▸ **What to produce**:
In how many lines of the material below does the string "lawn" appear? Answer with a single number.

▸ **Records**:

-- Opening Marker --

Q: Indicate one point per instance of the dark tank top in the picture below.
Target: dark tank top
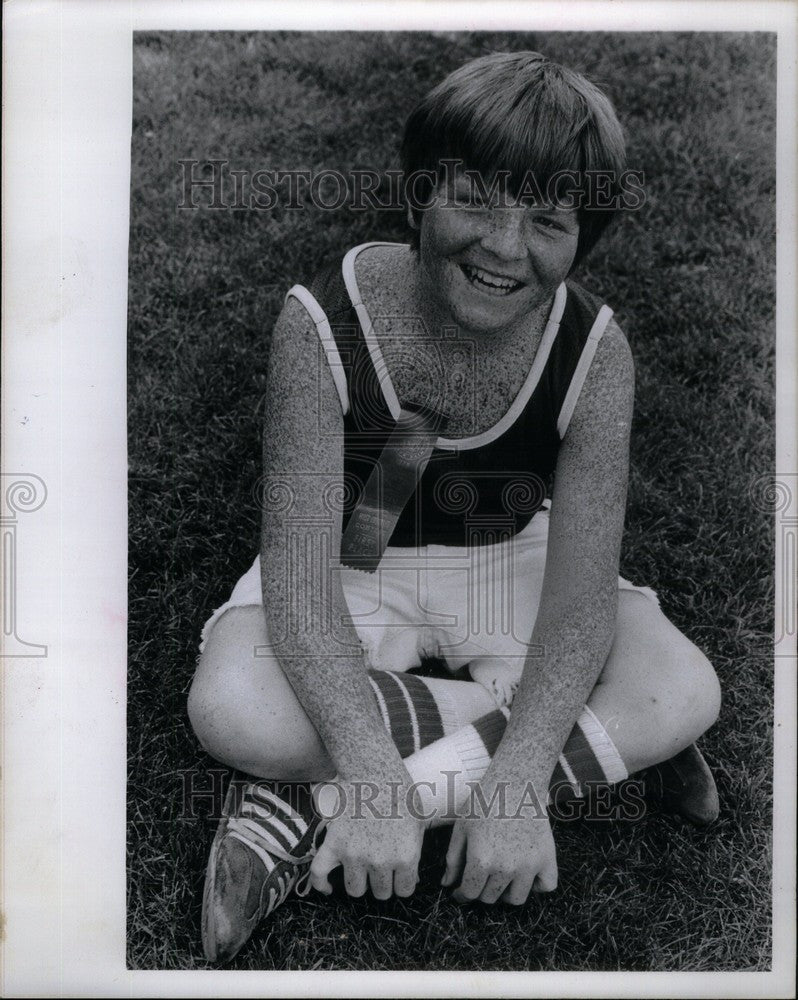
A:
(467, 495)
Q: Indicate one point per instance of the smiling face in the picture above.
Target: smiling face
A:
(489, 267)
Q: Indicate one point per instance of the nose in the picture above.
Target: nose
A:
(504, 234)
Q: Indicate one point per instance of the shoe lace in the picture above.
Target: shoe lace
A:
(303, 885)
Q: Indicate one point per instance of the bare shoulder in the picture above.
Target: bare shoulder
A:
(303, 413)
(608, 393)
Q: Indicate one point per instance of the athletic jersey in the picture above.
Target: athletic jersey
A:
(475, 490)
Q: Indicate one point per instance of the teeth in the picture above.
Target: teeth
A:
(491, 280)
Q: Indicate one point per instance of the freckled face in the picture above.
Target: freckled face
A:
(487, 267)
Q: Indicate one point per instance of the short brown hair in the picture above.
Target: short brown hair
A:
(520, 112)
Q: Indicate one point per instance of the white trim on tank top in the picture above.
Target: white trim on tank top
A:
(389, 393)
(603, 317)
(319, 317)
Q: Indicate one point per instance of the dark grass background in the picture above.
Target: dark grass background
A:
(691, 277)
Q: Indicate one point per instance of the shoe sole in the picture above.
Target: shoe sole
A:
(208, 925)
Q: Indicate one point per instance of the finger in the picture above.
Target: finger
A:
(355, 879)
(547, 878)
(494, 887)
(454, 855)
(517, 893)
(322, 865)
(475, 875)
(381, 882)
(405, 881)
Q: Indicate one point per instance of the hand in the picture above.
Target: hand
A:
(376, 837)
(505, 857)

-- Closing Marker --
-- Opening Marker --

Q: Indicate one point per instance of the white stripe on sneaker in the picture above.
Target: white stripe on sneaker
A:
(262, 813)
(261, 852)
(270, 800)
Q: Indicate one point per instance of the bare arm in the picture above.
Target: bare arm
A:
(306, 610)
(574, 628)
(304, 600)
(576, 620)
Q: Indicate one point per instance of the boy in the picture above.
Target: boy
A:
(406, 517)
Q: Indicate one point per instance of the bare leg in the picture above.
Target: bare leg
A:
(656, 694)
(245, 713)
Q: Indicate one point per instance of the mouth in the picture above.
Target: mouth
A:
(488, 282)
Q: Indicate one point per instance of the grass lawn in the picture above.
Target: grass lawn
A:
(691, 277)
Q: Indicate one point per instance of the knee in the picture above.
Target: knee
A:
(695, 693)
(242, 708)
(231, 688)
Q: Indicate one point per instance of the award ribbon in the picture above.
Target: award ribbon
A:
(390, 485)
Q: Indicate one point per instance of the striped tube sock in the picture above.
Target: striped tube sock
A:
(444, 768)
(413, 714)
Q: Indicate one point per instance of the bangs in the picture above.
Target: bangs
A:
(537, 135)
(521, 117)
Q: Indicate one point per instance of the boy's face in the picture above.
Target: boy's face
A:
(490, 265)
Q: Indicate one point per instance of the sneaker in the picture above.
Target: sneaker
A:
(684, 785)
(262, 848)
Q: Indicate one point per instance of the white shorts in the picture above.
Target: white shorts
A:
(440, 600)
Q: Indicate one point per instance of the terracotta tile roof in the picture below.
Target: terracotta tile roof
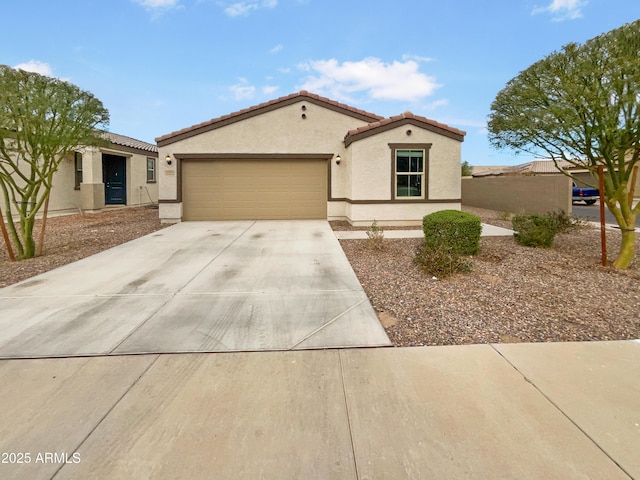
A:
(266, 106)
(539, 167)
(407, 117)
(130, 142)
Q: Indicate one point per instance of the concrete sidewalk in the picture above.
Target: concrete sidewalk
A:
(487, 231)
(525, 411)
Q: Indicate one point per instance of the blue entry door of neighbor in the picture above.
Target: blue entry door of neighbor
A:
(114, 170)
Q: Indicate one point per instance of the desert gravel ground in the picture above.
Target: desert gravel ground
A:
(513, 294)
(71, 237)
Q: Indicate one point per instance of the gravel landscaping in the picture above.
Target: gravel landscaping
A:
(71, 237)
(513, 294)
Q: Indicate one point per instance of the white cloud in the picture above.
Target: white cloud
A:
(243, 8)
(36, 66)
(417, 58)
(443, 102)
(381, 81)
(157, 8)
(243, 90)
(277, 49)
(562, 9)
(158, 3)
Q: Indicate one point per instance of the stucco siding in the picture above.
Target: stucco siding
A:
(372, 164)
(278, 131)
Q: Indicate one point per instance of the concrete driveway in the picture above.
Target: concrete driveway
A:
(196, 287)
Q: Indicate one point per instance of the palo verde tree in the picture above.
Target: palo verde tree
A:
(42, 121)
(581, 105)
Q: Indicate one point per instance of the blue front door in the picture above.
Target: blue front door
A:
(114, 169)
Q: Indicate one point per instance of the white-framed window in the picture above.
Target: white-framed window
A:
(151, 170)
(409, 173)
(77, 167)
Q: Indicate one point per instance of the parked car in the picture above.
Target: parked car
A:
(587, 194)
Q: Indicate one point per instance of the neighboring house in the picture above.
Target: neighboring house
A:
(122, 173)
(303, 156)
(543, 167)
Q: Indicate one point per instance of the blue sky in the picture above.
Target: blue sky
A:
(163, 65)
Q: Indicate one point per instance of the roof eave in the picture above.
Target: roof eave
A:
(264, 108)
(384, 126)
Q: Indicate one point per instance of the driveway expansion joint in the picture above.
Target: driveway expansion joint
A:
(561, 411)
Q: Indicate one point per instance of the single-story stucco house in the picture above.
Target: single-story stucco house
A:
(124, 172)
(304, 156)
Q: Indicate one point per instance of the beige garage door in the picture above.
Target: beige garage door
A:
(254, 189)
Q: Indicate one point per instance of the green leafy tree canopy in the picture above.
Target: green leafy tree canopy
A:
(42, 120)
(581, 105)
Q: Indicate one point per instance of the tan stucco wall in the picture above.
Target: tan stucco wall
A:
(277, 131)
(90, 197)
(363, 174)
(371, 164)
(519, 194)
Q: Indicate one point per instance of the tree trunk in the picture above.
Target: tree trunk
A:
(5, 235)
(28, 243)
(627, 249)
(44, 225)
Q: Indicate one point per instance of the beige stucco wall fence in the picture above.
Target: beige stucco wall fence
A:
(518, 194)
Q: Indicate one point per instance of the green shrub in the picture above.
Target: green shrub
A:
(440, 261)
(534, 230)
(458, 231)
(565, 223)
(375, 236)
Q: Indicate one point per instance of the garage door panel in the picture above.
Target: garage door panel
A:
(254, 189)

-- Closing Marker --

▸ **Output of the task**:
2